Text excerpt:
──────────────────────────────
In fact, soon after DeFrancisco moved with her husband Joseph to Georgia in late 2003, the
Georgia General Assembly noisily debated cuts to the programs the lottery is designed to fund -
primarily the HOPE Scholarship and prekindergarten. Some of the benefits were cut, with lawmakers
predicting that the lottery would begin eating into its reserves by 2007.
The lottery has not only avoided dipping into reserves, but during DeFrancisco's tenure it
continues to break new sales records.
A sampling of Atlanta Journal-Constitution headlines shows how things are going at the
Georgia Lottery:
• "Lottery rakes in mega $$$," July 2004
• "Lottery sales are on a roll," April 2006
• "6-month lottery sales hit record $1.56 billion," January 2007
In the first half of fiscal 2007, the Georgia Lottery sold $1.56 billion worth of tickets,
with $400 million going to education. Profits rose $20 million from 2005 to 2006.
DeFrancisco cites a couple of reasons for the continued growth in the face of dire
predictions. Soon after she joined the Georgia Lottery, she helped expand the Mega Millions
multi-state lottery into California, adding a potential new market of more than 36 million people.
She introduced a slew of new games across the state, some with connections to holidays and others
with local connections, like the Gold Rush game with a grand launch in Dahlonega, Georgia.
Garrett mentions the $300 million Gold Rush game as one of the innovations DeFrancisco helped
usher in to boost revenues. Traditionally the lottery had offered smaller prizes that could be won
with $1 tickets. It costs $10 for a chance at the $300 million Gold Rush prize.
"We found people were willing to pay more for the opportunity to win a bigger prize," Garrett
says.
DeFrancisco also pushed to recruit more retailers to offer games. That focus resulted in new
lottery outlets opening at Hartsfield- Jackson Atlanta International Airport this year. Her
experience with public bureaucracies no doubt helped her navigate the various public agencies
involved in approving a retail lottery operation at an airport that has federal, state and city
agencies overseeing its operations. "We need to be where the people are," DeFrancisco says. "But it
was definitely a process with a capital P." Dealing with government process was familiar turf.
"I came through county government and then state government at the [Department of Motor
Vehicles]," she says. "I loved the work we were doing at the DMV because we were trying to
turn around a bad reputation and our big project was to try to get simple transactions on the
web, like renewing a driver's license."
──────────────────────────────
Natural language region descriptions:

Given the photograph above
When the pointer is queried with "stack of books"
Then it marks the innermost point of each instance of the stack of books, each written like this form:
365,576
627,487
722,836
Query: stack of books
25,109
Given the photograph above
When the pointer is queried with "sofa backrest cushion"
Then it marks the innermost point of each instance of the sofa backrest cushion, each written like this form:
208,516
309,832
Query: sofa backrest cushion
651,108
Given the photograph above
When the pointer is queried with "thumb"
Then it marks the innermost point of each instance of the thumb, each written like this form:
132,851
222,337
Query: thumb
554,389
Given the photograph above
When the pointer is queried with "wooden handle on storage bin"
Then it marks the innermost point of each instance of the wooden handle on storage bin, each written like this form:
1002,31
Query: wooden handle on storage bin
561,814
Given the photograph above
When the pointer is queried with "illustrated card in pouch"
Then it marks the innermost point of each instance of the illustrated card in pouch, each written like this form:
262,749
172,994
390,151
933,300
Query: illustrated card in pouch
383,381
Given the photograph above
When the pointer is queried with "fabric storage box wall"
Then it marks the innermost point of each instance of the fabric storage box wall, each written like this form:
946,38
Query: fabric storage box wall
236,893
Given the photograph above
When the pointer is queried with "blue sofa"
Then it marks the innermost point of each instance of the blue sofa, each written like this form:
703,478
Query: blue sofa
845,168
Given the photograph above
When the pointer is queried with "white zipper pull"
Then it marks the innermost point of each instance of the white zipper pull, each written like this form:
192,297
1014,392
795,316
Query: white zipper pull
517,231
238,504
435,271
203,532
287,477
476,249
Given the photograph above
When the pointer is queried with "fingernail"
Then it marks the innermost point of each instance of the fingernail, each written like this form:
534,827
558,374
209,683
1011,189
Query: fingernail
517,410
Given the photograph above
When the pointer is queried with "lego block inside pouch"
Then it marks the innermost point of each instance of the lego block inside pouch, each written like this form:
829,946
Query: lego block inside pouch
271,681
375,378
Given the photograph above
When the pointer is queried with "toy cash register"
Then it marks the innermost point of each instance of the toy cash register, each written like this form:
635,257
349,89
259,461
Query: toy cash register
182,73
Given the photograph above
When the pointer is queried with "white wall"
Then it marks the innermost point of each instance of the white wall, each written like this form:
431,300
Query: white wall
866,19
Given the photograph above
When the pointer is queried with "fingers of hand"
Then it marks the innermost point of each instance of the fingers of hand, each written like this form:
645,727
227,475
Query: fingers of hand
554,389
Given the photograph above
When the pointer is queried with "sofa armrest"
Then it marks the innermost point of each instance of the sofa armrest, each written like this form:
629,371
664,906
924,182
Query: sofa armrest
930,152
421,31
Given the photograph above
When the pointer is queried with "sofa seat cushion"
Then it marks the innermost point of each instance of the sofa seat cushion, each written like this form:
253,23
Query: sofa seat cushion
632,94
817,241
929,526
──────────────────────────────
Activities:
**a)** Answer these questions about the Georgia Lottery article:
(i) How much of the first-half fiscal 2007 ticket sales went to education?
(ii) What does it cost to play for the $300 million Gold Rush prize?
(iii) Into which state did DeFrancisco help expand the Mega Millions lottery?
**b)** Could you extract the part of the Georgia Lottery article that opens with the words containing "A sampling of" and closes with "in Dahlonega, Georgia."? Copy it word for word.
**c)** Continue the Georgia Lottery article from where it stops.

Answers to the exercises:
**a)**
(i) $400 million
(ii) $10
(iii) California

**b)**
A sampling of Atlanta Journal-Constitution headlines shows how things are going at the
Georgia Lottery:
• "Lottery rakes in mega $$$," July 2004
• "Lottery sales are on a roll," April 2006
• "6-month lottery sales hit record $1.56 billion," January 2007
In the first half of fiscal 2007, the Georgia Lottery sold $1.56 billion worth of tickets,
with $400 million going to education. Profits rose $20 million from 2005 to 2006.
DeFrancisco cites a couple of reasons for the continued growth in the face of dire
predictions. Soon after she joined the Georgia Lottery, she helped expand the Mega Millions
multi-state lottery into California, adding a potential new market of more than 36 million people.
She introduced a slew of new games across the state, some with connections to holidays and others
with local connections, like the Gold Rush game with a grand launch in Dahlonega, Georgia.

**c)**
But she jumped at the chance to run the New York Lottery when Governor Pataki called. "It's
about human behavior and circumstances that nobody can predict," DeFrancisco says. "It's this
wonderfully collaborative industry."
DeFrancisco serves on a couple of retailing committees for the North American Association of
State and Provincial Lotteries, an organization that represents the $42 billion government-run
industry in the United States and Canada. Through this organization, she says, she hopes to
persuade some national retailers that don't sell lottery tickets to buy into the games. The theory
is that the promise of distribution through most of North America will carry more weight than
individual states working alone.
Last year the Georgia Lottery changed ad agencies from longtime account holder Fitzgerald +
Co. to BBDO Atlanta. The new agency has produced a number of humorous TV and radio ads that show
winners indulging to promote the central marketing theme of the lottery: "The great thing about
buying a ticket is what you might do if you win," DeFrancisco says.
And the message that some of the lottery proceeds support education in Georgia is a constant.
A little more than three years after he hired her, Garrett says DeFrancisco has delivered the
things he saw during the recruitment process.
"Margaret had a way about her, a way of bringing people together for a common purpose,"
Garrett says.
And he expresses happiness about the New Yorker leaving her native state with a phrase you
probably don't hear much at Wegmans in Rochester: "We're just tickled that she's here."